◆ Task objective ◆
Read through the data below and state how many of its lines contain the word "sneaker", adding nothing.

··· Records to process

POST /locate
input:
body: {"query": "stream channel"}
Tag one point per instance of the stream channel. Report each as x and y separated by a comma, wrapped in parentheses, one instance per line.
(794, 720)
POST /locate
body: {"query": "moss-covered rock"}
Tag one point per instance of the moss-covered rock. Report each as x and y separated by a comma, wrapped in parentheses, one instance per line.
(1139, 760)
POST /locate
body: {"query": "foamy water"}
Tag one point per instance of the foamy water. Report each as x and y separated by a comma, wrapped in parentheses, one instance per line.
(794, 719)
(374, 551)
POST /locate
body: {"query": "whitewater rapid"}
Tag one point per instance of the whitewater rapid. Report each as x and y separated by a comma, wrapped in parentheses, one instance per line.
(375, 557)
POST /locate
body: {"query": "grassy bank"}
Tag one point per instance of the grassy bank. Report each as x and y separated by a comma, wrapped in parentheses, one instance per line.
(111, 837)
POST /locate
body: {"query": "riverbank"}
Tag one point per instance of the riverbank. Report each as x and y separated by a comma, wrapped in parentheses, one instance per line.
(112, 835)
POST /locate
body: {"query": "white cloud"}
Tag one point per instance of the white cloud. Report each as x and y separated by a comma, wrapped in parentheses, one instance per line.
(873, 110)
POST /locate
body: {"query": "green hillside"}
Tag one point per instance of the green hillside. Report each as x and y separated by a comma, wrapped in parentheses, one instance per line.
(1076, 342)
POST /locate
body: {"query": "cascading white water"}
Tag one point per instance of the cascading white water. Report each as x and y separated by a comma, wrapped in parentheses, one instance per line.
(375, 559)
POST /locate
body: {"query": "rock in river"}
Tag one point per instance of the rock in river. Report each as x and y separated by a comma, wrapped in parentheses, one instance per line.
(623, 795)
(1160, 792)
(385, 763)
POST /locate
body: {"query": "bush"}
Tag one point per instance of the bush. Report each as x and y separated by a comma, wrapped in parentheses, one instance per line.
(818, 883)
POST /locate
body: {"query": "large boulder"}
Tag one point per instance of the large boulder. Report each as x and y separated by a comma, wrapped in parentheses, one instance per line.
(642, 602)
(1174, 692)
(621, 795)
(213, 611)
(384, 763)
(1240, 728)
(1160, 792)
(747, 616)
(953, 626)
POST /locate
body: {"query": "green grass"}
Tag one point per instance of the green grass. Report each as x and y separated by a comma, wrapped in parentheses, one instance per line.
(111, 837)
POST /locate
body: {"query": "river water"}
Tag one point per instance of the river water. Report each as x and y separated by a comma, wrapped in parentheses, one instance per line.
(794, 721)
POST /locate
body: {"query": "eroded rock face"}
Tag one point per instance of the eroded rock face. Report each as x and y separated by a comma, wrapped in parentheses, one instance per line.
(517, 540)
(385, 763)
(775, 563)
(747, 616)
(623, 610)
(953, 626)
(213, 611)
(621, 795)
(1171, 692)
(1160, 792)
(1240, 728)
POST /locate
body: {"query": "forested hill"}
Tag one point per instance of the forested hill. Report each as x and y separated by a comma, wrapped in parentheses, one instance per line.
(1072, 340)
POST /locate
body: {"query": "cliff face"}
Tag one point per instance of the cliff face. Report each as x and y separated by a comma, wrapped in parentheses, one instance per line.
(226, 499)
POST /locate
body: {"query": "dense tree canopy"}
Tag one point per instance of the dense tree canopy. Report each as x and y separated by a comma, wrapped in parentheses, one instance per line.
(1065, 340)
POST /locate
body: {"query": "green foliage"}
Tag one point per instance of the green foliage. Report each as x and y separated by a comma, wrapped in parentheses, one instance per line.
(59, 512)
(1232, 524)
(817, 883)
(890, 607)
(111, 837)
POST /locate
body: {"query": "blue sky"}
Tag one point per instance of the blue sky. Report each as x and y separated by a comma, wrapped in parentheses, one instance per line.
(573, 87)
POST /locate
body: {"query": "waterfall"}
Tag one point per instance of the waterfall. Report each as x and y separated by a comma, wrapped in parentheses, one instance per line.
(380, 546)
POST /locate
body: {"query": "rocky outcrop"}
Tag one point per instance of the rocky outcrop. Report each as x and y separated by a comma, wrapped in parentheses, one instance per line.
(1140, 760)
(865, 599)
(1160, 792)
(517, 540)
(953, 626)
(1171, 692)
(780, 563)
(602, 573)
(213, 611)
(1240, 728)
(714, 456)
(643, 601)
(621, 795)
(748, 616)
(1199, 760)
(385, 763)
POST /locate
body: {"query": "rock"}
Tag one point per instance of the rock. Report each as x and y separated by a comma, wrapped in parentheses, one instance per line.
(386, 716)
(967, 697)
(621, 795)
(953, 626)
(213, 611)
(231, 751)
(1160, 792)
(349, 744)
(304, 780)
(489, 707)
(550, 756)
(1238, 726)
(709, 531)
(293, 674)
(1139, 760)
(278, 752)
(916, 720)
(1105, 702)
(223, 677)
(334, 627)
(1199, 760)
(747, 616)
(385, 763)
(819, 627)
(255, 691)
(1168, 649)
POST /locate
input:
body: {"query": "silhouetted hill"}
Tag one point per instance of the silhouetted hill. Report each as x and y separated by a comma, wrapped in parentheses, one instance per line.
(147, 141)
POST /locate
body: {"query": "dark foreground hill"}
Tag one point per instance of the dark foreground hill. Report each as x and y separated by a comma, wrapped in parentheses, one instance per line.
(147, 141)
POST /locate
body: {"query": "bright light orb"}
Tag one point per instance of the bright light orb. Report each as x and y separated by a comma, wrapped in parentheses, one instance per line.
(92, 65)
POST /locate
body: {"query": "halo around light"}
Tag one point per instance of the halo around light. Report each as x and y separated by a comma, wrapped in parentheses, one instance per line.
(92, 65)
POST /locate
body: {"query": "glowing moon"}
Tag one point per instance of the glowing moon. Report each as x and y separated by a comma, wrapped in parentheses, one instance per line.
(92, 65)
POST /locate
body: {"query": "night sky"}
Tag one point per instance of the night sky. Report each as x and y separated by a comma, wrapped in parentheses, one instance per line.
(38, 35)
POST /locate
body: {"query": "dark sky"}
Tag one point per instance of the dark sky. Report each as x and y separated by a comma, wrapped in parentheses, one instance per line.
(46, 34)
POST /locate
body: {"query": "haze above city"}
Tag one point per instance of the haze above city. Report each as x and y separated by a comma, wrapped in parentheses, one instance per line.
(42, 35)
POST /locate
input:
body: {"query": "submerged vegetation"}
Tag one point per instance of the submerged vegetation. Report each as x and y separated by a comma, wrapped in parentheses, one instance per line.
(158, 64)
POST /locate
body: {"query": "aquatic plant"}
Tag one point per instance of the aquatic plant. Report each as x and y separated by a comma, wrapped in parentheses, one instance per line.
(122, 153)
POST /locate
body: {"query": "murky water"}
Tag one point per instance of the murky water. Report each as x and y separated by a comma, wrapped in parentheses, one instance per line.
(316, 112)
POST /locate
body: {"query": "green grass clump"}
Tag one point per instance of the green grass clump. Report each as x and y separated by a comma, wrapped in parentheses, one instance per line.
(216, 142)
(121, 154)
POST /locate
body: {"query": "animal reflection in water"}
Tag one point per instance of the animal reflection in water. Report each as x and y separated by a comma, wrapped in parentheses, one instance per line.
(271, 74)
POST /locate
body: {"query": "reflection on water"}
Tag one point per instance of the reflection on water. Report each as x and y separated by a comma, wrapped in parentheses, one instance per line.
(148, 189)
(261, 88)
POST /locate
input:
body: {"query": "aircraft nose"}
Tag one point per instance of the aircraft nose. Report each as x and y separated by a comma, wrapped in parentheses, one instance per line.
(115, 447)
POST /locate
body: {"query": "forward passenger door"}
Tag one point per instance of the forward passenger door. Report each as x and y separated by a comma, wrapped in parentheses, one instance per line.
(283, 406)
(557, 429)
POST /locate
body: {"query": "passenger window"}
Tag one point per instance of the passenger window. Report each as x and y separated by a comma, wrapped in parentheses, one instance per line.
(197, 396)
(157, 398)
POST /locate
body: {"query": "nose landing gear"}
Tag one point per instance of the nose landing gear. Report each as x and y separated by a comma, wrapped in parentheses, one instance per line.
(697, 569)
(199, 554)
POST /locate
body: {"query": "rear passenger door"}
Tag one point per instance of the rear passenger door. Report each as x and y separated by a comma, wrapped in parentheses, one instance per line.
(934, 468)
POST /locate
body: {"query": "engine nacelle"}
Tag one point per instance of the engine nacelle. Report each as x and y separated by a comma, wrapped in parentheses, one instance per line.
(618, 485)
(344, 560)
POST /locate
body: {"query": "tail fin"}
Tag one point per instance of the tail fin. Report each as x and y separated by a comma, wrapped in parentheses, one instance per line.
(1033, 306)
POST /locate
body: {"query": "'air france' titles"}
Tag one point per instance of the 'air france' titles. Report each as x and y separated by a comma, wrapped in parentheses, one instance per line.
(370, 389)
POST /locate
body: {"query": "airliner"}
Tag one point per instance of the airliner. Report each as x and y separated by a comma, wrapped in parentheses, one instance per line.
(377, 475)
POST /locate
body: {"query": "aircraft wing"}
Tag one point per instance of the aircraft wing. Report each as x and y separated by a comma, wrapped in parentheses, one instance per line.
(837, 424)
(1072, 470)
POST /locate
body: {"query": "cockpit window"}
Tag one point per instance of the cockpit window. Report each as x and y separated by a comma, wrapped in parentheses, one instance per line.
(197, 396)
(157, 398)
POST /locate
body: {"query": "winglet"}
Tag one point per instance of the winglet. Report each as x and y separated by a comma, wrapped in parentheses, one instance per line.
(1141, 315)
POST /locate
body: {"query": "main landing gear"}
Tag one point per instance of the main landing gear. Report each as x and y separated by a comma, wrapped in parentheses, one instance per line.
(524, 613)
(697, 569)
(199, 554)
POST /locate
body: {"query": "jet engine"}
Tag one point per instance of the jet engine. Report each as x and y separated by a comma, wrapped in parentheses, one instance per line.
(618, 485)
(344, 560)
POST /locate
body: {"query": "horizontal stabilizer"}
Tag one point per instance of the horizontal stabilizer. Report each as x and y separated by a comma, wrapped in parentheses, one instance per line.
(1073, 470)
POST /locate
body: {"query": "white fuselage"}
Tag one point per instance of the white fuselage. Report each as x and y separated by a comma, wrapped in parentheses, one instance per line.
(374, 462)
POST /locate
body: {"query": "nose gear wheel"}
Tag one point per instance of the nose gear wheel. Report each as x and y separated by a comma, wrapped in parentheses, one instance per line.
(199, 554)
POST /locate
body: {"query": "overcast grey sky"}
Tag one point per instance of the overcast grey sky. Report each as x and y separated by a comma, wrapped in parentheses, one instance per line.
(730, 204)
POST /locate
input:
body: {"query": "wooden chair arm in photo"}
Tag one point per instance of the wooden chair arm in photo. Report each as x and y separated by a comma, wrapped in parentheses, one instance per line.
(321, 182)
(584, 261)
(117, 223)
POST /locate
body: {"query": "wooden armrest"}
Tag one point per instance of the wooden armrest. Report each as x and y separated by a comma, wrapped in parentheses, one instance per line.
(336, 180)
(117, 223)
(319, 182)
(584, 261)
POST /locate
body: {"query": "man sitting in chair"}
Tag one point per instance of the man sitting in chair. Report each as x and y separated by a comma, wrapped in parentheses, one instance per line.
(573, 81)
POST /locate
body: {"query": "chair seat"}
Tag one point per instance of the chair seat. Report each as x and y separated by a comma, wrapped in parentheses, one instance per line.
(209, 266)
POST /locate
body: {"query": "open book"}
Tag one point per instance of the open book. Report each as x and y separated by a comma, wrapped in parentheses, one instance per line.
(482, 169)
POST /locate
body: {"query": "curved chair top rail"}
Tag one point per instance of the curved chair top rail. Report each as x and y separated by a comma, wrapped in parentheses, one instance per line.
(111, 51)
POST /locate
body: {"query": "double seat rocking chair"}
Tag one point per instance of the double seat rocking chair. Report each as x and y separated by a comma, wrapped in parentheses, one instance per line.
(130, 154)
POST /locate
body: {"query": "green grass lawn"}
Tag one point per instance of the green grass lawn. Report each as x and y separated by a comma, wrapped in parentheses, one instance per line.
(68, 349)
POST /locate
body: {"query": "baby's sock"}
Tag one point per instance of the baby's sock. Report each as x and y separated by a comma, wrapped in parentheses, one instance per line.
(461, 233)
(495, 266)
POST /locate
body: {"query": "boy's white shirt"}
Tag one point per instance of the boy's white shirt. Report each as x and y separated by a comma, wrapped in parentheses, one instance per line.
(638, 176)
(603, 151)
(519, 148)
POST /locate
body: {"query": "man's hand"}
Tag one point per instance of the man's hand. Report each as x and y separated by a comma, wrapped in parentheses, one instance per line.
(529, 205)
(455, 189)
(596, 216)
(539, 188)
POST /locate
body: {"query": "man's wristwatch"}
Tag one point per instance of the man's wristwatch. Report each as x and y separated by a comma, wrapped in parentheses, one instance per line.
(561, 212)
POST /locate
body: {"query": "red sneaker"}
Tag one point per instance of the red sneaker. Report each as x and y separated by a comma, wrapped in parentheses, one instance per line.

······

◆ Output of the task ◆
2